本文抜粋:
本発明のアクリル系繊維の製造は、重合体(A)及び重合体(B)をアセトン或いはDMF等の溶媒に溶解させて紡糸原液とし、一般的な湿式紡糸あるいは乾式の紡糸法にて、紡糸原液をノズルより紡出し、乾燥、延伸操作を行う。また必要に応じ、熱処理や緩和処理を行ってもよい。ノズルより紡出した繊維は、凝固浴や乾熱熱・蒸熱雰囲気で1.3〜4.0倍に延伸し強度を向上させ、繊維製品となる。また、延伸後に乾熱や蒸熱雰囲気で、熱処理し繊維の歪みを除去した繊維製品としても良い。また、この紡糸原液に、酸化チタンまたは着色用顔料のような無機及び/又は有機の顔料、防鎮、着色紡糸、耐候性等に効果のある安定剤等を紡糸に支障をきたさない限り使用する事も可能である。
本発明においては、アクリル系繊維を80℃以下の低温で染色したものを用いるのが好ましいが、上記した、特定の重合体組成から得られる繊維を用いることで、低温染色が可能となる。
また、本発明では、染色温度70℃以上の染色で染色相対飽和値が0.8以上で良好な発色を有するものが好ましい。
染色温度70℃においては、定かではないが、染料の反応基とスルホン酸モノマーの反応基が、完全にイオン結合を完結していないため、染色後のパイル縫製の加工工程での加熱にてイオン反応が完結して、加熱前の色と異なる発色をする傾向にあると考えられる。
本願発明のアクリル系繊維においては、重合体(A)及び重合体(B)をDMFやアセトンに溶解して得られた紡糸原液を用いて紡糸する事が好ましいが、より効果的に変色させるためには、アセトンを用いることが、より好ましい。
(繊維の染色方法)

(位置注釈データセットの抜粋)
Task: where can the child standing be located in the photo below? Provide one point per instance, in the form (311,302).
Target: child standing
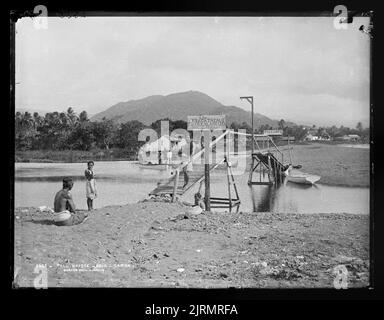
(90,185)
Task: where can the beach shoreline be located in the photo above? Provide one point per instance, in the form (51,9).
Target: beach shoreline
(155,244)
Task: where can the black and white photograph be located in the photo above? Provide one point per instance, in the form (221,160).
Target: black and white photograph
(192,151)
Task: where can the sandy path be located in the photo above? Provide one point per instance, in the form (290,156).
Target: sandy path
(143,245)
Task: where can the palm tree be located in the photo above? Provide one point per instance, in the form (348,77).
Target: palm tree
(71,116)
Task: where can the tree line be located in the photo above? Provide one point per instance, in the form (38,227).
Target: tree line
(67,130)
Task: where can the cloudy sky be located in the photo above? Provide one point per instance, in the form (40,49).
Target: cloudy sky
(297,68)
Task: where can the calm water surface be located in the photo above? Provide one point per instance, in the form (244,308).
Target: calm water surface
(122,182)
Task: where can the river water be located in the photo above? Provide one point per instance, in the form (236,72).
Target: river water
(122,182)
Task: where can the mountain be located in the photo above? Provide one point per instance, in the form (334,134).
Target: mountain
(178,106)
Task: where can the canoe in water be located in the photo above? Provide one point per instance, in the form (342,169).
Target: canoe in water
(301,177)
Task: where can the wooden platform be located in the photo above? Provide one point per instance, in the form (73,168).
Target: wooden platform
(195,176)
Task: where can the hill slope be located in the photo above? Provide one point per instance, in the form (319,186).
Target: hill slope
(178,106)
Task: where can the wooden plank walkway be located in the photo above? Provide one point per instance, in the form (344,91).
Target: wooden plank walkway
(195,177)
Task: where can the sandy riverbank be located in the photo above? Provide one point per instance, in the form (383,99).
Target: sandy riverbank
(144,245)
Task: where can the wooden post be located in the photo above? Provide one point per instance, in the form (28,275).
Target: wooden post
(175,186)
(234,184)
(229,187)
(206,171)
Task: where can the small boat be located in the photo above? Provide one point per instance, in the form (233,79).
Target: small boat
(300,177)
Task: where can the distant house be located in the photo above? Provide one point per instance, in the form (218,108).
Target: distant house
(351,137)
(310,137)
(273,132)
(161,151)
(324,136)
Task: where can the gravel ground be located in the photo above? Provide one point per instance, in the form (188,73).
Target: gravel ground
(154,244)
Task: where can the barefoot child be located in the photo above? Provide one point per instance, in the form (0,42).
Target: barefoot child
(90,185)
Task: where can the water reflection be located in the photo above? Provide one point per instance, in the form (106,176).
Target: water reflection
(264,202)
(125,182)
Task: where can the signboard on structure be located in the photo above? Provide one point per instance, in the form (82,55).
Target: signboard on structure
(207,122)
(273,132)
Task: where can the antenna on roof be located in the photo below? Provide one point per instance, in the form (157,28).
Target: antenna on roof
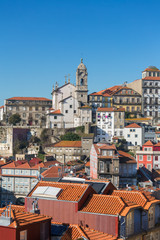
(65,79)
(68,78)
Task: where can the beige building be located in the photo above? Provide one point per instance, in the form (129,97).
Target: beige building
(70,102)
(32,110)
(65,151)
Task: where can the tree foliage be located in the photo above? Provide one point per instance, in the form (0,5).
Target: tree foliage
(14,119)
(70,137)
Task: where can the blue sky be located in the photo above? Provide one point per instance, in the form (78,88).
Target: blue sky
(42,41)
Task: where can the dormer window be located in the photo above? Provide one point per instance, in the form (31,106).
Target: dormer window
(82,81)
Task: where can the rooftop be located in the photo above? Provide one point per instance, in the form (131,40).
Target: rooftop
(110,110)
(70,191)
(133,125)
(29,99)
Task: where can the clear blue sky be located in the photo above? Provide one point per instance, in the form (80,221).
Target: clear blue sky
(41,41)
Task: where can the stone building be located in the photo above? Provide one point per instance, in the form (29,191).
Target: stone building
(70,103)
(32,110)
(119,96)
(8,138)
(104,163)
(110,123)
(149,87)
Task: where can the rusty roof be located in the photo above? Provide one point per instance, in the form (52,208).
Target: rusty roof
(21,218)
(111,110)
(133,125)
(29,99)
(103,204)
(68,144)
(148,143)
(70,191)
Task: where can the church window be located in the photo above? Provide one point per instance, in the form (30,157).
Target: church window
(82,81)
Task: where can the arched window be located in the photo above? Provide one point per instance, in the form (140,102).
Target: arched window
(82,81)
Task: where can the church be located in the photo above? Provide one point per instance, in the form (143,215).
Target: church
(70,103)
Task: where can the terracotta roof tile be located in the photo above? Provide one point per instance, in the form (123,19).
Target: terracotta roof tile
(111,110)
(56,112)
(70,192)
(68,144)
(132,196)
(29,99)
(52,172)
(103,204)
(133,125)
(148,143)
(21,218)
(151,78)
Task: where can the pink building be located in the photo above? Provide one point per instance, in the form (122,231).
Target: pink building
(149,156)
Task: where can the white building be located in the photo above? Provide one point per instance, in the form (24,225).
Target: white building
(69,102)
(110,123)
(18,180)
(1,112)
(133,134)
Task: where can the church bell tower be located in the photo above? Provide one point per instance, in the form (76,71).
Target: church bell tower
(82,84)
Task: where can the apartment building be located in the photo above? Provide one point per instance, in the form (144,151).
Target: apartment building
(104,162)
(110,123)
(32,110)
(149,156)
(65,151)
(18,178)
(149,87)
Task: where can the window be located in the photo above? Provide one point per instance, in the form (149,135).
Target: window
(101,166)
(23,235)
(130,223)
(156,158)
(151,217)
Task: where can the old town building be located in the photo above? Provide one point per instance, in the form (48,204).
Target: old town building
(32,110)
(149,87)
(110,123)
(70,102)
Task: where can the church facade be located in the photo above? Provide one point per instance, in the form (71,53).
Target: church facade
(70,102)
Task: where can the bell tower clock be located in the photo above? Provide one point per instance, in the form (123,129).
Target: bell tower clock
(82,84)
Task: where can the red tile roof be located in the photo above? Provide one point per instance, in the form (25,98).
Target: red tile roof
(151,78)
(126,158)
(56,112)
(148,143)
(29,99)
(52,172)
(103,204)
(70,191)
(21,218)
(68,144)
(133,125)
(111,110)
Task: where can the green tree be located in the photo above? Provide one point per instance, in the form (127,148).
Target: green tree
(70,137)
(14,119)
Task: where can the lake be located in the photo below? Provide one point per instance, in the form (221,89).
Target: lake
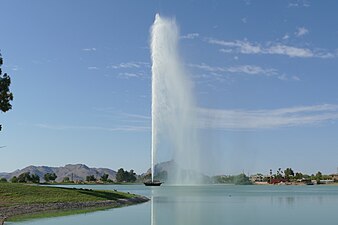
(214,205)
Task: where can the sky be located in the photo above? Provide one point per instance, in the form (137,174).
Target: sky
(264,74)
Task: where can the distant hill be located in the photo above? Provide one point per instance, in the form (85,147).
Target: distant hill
(73,171)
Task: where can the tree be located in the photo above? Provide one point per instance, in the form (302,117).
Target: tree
(35,178)
(298,176)
(288,172)
(50,177)
(125,176)
(120,175)
(104,177)
(66,180)
(318,177)
(24,177)
(14,179)
(242,179)
(5,95)
(90,178)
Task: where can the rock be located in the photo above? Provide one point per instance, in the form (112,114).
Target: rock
(2,220)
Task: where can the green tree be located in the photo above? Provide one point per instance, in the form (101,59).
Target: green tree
(318,177)
(35,178)
(125,176)
(242,179)
(24,177)
(66,180)
(5,95)
(104,177)
(288,172)
(298,176)
(14,179)
(90,178)
(50,177)
(120,175)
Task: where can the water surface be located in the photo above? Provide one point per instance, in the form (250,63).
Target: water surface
(214,205)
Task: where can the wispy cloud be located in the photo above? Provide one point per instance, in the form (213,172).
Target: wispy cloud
(265,119)
(190,36)
(223,119)
(132,69)
(89,49)
(130,65)
(301,31)
(127,75)
(241,69)
(123,128)
(299,3)
(246,47)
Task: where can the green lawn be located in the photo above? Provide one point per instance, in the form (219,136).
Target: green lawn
(18,194)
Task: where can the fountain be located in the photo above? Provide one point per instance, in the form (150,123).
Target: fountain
(173,106)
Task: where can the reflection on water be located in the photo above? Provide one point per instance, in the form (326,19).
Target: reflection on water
(216,205)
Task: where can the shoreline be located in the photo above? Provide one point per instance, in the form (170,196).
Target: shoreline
(7,213)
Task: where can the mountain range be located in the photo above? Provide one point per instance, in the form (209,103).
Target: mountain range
(75,172)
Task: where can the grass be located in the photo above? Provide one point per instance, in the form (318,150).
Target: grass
(18,194)
(50,214)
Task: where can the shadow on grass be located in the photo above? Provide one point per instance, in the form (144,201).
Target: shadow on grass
(105,195)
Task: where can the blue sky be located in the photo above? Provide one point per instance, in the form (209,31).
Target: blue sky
(264,73)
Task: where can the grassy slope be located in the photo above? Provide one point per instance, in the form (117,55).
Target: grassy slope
(18,194)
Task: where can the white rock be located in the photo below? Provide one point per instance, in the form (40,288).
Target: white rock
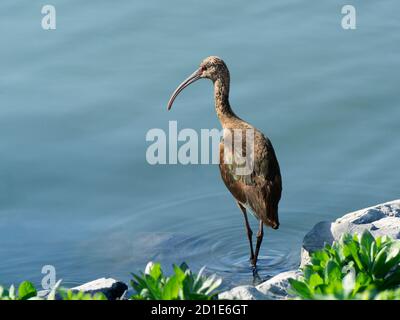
(272,289)
(242,293)
(277,287)
(111,288)
(382,219)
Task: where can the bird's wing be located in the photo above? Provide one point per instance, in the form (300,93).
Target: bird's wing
(259,190)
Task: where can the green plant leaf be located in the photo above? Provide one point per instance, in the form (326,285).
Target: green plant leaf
(300,288)
(26,290)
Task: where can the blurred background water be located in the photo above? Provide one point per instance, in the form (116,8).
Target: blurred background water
(76,191)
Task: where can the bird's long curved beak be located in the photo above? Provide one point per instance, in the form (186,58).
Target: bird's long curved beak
(192,78)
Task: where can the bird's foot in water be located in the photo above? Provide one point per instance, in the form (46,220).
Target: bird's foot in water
(256,278)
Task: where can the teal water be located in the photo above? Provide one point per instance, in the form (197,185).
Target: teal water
(76,191)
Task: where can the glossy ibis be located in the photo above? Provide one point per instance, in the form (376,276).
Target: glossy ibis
(260,190)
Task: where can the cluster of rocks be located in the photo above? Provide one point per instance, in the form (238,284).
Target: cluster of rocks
(383,219)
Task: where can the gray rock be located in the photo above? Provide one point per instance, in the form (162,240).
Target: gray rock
(275,288)
(242,293)
(382,219)
(111,288)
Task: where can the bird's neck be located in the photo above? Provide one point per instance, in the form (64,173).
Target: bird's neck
(222,106)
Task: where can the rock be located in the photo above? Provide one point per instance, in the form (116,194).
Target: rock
(275,288)
(382,219)
(242,293)
(111,288)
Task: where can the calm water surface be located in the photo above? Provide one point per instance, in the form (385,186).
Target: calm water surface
(76,191)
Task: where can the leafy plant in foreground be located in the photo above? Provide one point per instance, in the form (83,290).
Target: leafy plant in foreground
(355,267)
(181,285)
(26,290)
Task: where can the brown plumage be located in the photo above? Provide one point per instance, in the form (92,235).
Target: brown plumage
(259,190)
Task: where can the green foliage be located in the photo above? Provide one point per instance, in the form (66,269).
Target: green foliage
(79,295)
(26,290)
(353,268)
(181,285)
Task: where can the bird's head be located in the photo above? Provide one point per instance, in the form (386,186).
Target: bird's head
(212,68)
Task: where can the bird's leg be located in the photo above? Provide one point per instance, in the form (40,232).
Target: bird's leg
(248,230)
(260,235)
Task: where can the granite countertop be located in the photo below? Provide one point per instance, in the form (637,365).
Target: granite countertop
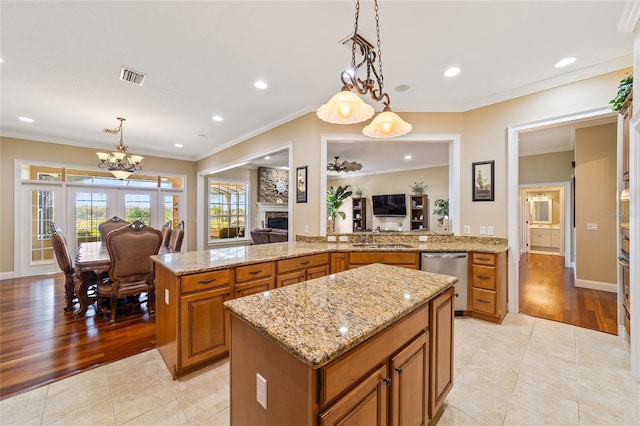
(319,320)
(209,260)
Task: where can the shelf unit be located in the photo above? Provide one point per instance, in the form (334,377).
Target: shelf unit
(419,213)
(360,216)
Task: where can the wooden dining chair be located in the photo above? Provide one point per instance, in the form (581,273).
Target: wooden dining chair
(65,263)
(114,223)
(132,271)
(166,237)
(177,235)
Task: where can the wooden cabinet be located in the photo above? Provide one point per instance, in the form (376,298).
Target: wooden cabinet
(360,214)
(419,212)
(409,260)
(488,286)
(298,269)
(256,278)
(339,262)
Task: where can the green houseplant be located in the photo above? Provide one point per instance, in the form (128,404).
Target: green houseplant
(335,198)
(441,209)
(624,89)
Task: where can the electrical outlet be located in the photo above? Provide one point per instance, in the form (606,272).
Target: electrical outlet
(261,390)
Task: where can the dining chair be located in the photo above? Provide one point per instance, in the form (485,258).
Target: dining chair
(166,237)
(177,235)
(114,223)
(132,271)
(65,263)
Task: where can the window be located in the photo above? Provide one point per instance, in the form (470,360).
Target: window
(227,209)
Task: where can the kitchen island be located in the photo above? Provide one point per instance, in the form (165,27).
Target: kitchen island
(372,345)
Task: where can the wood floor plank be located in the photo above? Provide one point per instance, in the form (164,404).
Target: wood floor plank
(547,290)
(40,343)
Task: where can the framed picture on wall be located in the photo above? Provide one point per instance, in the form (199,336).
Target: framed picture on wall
(483,181)
(301,184)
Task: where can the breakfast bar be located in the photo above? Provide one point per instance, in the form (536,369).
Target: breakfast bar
(368,344)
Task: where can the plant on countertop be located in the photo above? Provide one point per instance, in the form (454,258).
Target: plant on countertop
(441,209)
(624,89)
(335,198)
(419,187)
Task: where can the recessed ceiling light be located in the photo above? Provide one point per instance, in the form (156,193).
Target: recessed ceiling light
(564,62)
(451,72)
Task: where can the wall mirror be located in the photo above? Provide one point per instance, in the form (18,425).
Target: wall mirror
(541,211)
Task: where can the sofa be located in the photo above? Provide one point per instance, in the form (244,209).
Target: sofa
(269,235)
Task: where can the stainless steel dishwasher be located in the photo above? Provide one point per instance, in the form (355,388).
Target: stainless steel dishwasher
(454,264)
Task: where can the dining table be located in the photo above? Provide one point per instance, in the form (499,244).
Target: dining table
(92,261)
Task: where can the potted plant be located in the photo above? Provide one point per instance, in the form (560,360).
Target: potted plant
(624,90)
(441,209)
(418,188)
(335,198)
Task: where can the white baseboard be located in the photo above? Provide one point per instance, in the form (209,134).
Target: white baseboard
(6,275)
(597,285)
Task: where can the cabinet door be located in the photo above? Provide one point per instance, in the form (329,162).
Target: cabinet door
(204,326)
(410,384)
(338,262)
(366,404)
(441,347)
(290,278)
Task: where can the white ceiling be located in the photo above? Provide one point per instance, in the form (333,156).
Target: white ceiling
(61,63)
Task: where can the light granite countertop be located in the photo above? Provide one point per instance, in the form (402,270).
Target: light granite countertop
(318,320)
(208,260)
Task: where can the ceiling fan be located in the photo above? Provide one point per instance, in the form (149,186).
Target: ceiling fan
(345,166)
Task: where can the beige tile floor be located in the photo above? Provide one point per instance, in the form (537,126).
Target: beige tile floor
(527,371)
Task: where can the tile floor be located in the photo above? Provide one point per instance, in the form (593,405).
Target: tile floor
(527,371)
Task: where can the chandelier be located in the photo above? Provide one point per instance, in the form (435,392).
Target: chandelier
(345,107)
(119,163)
(345,166)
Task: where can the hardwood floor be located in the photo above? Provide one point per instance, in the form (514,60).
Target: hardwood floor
(547,290)
(40,343)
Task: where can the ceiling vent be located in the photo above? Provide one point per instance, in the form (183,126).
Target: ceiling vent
(131,76)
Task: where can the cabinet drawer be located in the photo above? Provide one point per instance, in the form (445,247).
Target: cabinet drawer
(206,280)
(254,272)
(483,300)
(483,277)
(484,259)
(303,262)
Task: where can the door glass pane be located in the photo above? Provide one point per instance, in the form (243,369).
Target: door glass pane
(138,207)
(91,210)
(42,208)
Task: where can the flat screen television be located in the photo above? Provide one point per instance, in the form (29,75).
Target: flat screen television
(389,205)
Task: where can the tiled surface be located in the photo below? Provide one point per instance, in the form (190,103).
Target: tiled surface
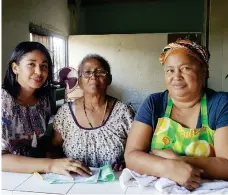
(6,192)
(99,188)
(35,184)
(16,183)
(12,180)
(145,190)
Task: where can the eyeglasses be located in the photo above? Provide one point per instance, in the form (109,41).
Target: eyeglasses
(97,73)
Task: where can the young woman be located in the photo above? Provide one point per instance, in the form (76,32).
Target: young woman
(26,111)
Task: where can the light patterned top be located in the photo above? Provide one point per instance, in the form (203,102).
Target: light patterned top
(23,125)
(95,146)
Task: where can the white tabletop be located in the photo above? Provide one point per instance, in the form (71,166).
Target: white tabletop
(17,183)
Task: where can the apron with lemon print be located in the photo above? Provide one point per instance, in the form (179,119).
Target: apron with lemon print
(184,141)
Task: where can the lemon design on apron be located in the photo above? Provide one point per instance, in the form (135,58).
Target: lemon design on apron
(184,141)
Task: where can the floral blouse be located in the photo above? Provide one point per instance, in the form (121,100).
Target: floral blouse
(95,146)
(22,126)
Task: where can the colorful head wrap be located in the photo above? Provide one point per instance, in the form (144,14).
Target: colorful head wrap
(198,51)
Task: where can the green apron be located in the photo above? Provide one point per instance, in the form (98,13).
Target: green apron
(184,141)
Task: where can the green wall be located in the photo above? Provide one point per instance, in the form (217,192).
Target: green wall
(160,16)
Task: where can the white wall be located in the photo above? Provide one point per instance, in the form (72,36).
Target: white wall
(133,58)
(218,45)
(16,15)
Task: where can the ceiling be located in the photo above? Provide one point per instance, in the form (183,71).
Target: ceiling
(100,2)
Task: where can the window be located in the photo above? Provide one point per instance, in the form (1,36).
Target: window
(57,45)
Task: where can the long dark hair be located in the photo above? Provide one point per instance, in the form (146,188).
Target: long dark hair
(10,83)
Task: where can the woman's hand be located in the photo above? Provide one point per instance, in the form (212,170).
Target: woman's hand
(66,165)
(118,166)
(166,153)
(185,174)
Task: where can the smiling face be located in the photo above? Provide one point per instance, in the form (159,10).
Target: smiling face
(96,83)
(184,75)
(32,70)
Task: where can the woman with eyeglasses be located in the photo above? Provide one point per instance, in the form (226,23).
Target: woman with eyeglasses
(93,129)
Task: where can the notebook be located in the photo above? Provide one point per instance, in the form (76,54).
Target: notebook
(102,174)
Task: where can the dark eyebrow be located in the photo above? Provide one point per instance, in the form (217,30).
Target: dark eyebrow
(31,60)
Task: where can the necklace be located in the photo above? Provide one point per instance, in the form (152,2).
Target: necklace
(106,104)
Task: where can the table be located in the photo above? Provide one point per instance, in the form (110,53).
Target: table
(18,183)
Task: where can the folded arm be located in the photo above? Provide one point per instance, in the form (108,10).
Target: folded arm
(139,159)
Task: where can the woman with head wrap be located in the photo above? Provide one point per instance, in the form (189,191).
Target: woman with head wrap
(181,134)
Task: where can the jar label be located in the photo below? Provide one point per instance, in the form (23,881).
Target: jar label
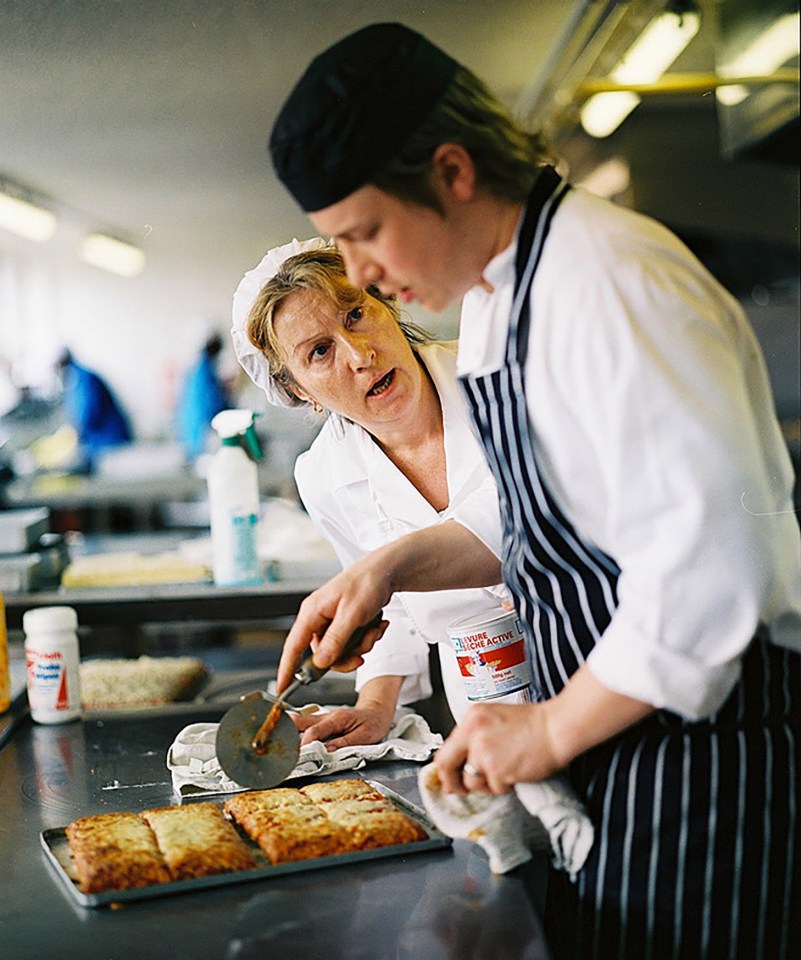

取り組む課題:
A - アクリル系繊維に関する本文抜粋によると、ノズルより紡出した繊維は、強度を向上させるために何倍に延伸されますか。
B - アクリル系繊維に関する本文抜粋を二文で要約してください。
C - アクリル系繊維に関する本文抜粋の続きを、最後の見出し「(繊維の染色方法)」の後から記してください。

課題の解答:
A - 1.3〜4.0倍に延伸されます。

B - 重合体(A)及び重合体(B)を溶媒に溶解した紡糸原液を湿式または乾式の紡糸法でノズルから紡出し、乾燥と延伸を行って繊維製品とし、必要に応じて熱処理や緩和処理を加えます。特定の重合体組成から得られるこの繊維は80℃以下での低温染色が可能であり、より効果的に変色させるためには、紡糸原液の溶媒としてアセトンを用いることがより好ましいとされています。

C -
得られた繊維を、アクリル系繊維の一般的なカチオン染料の三原色を用いて染色する。実用的な染色例としては、Maxilon Red GRL、Blue GRL、Yellow3GRL(チバ・スペシャルティー・ケミカルズ株式会社製)を目的とする配合色に混合し、 トータルで約0.5%omfの染料に調合する。更に、ウルトラMT#100(ミテジマ化学株式会社製)0.5g/Lの染色助剤を用いて70℃で60分間染色する。このときの染色の相対飽和値は0.8以上であることが、好ましい。一般的にアクリル系繊維、例えば「カネカロン(登録商標)」SE 3.3dtex 38mm(株式会社カネカ製)がMaxilon Red GRL(チバ・スペシャルティー・ケミカルズ株式会社製) 0.5%omf程度の染料を吸尽した場合の発色を淡色、1%omf程度の染料を吸尽した場合の発色を中濃色、2%omf程度の染料を吸尽した場合の発色を濃色とした場合、本発明のアクリル系繊維は相対飽和値が0.8以上で濃色にまで染色可能となり、市場で使用されている、ほとんどの色に染色可能となる。従って、相対飽和は0.8以上が好ましい。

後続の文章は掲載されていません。